>>>
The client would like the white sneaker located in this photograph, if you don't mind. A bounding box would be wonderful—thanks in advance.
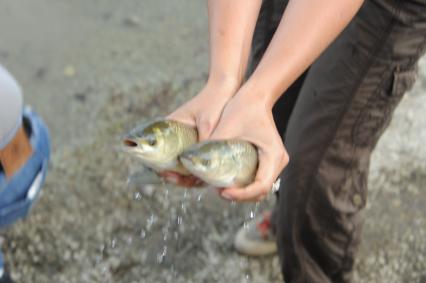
[234,212,277,256]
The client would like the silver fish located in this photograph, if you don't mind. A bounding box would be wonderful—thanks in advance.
[123,119,198,175]
[179,140,258,187]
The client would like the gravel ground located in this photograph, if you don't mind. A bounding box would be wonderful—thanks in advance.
[0,0,426,283]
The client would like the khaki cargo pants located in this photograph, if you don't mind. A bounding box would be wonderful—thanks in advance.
[251,0,426,283]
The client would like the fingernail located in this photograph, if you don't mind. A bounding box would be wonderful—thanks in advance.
[166,175,179,183]
[221,193,232,200]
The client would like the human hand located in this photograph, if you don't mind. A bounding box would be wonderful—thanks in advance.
[159,79,238,187]
[209,87,289,201]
<<<
▶ WORK INSTRUCTIONS: Could you output all of the data above word for word, with no changes, and leave the pictures out?

▶ RESPONSE FOR THIS EXERCISE:
The client would like the white sneaker located in this photograph, if you don't mind. A bounding box would be wonderful—thanks in advance.
[234,212,277,256]
The client would like the silver fish located in this photograph, if you don't mind. A bounding box would be wonderful—thanks in advance.
[123,119,198,175]
[179,140,258,187]
The client would like the gravel ground located in this photograph, if you don't mind. A bounding box would be wonderful—thanks in advance.
[0,0,426,283]
The client would like the khaki cargo pants located in this photograph, if you don't mind. A bounding box would be wonderful—thanks in advance.
[251,0,426,283]
The client would like the fingernail located in this photograph, if you don't mind. A bounding box would be wonderful—thanks in advance.
[166,175,179,183]
[221,193,232,200]
The client would like the human hand located in this photograph, if you don't mind. A bounding box would be wonderful—thanks in advance.
[159,79,238,187]
[209,87,289,201]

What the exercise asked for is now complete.